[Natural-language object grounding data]
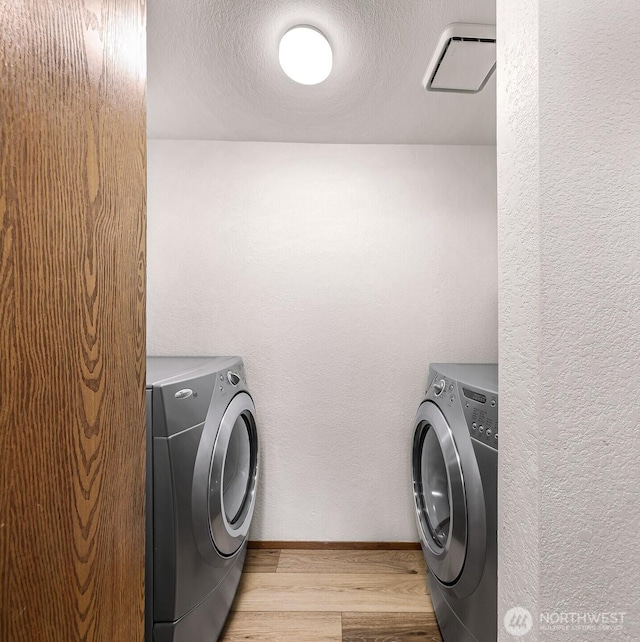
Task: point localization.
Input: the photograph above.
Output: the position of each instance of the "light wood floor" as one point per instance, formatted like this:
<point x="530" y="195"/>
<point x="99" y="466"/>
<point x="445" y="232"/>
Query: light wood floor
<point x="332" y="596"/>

--

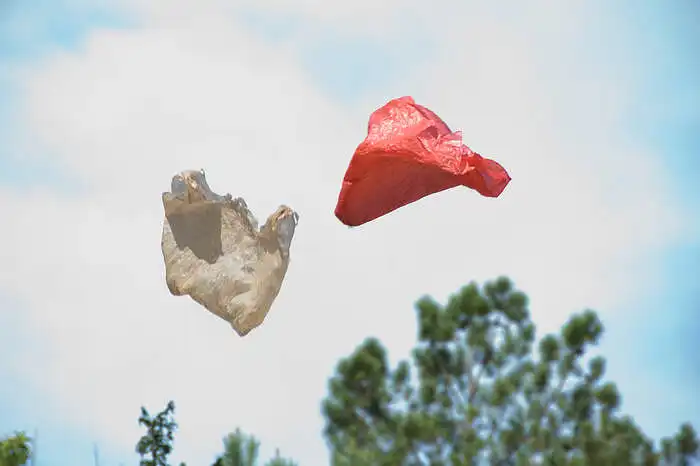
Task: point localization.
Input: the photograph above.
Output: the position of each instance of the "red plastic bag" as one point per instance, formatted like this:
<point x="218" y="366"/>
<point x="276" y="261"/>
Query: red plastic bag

**REQUIRED WORK:**
Each line holding the word "formatted" must be pulled from the records.

**WRITTEN RESPONSE:**
Output: the position of each instance of the "light wood floor" as one point per instance, formatted like this:
Output: the position of each instance of the "red plastic bag" as one point per instance, formatted like this:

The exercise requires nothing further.